* Problem: Please extract, without any change, the lines of the data below from the line containing "target = man in dark clothing" through the final line, including both of those lines.

* Input records:
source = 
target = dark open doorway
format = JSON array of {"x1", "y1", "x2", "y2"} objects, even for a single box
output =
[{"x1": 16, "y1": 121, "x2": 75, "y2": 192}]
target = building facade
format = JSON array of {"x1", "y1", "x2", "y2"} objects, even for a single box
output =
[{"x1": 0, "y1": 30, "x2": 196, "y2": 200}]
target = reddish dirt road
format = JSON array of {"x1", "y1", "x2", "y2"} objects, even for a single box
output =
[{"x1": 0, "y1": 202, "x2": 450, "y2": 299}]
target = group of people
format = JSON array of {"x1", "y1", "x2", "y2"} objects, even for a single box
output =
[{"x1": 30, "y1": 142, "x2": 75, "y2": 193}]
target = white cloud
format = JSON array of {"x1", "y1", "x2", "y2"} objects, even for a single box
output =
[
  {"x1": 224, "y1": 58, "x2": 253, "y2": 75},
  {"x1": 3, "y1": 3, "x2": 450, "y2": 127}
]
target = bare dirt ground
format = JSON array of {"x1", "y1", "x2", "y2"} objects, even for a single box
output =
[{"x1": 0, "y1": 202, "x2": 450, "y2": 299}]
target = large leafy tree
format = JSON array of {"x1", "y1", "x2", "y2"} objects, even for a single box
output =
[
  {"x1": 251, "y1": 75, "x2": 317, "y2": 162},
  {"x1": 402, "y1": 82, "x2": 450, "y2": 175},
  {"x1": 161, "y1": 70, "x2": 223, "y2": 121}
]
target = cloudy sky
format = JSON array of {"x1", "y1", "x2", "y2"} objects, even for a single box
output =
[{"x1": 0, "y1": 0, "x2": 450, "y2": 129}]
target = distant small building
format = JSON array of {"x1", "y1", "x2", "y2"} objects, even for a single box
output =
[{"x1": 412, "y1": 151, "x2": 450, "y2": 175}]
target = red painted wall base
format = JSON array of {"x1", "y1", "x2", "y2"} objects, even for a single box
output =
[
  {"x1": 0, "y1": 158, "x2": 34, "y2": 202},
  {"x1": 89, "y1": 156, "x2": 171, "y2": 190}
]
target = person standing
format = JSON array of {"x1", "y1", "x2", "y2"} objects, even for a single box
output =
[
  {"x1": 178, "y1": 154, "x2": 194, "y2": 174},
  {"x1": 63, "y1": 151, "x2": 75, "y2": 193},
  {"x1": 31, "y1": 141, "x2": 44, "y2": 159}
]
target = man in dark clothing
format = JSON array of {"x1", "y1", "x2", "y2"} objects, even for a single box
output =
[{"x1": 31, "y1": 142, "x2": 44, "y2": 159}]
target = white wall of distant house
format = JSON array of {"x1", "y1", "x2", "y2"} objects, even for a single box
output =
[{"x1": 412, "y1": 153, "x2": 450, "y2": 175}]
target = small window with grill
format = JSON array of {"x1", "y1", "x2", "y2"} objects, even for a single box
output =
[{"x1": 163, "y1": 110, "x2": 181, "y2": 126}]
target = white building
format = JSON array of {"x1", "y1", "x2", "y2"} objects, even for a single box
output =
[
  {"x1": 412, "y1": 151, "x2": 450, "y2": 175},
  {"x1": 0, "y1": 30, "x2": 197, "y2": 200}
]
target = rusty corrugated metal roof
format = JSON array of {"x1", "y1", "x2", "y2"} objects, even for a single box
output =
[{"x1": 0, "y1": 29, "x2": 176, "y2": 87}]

* Task result:
target = man in dark clothing
format = JSON array of {"x1", "y1", "x2", "y2"} objects, even for a single box
output =
[{"x1": 31, "y1": 142, "x2": 44, "y2": 159}]
target = white wall of distant house
format = JSON array of {"x1", "y1", "x2", "y2"} objects, even for a single box
output =
[{"x1": 412, "y1": 153, "x2": 450, "y2": 175}]
target = small window with grill
format = JSON array of {"x1", "y1", "x2", "y2"} objects, even for a single box
output =
[{"x1": 163, "y1": 110, "x2": 181, "y2": 126}]
target = white building
format = JSON array of {"x1", "y1", "x2", "y2"} objects, even for a single box
output =
[
  {"x1": 412, "y1": 151, "x2": 450, "y2": 175},
  {"x1": 0, "y1": 30, "x2": 197, "y2": 200}
]
target = rusty corrugated metal roof
format = JSON array of {"x1", "y1", "x2", "y2"} objects, even for a single box
output =
[{"x1": 0, "y1": 29, "x2": 176, "y2": 87}]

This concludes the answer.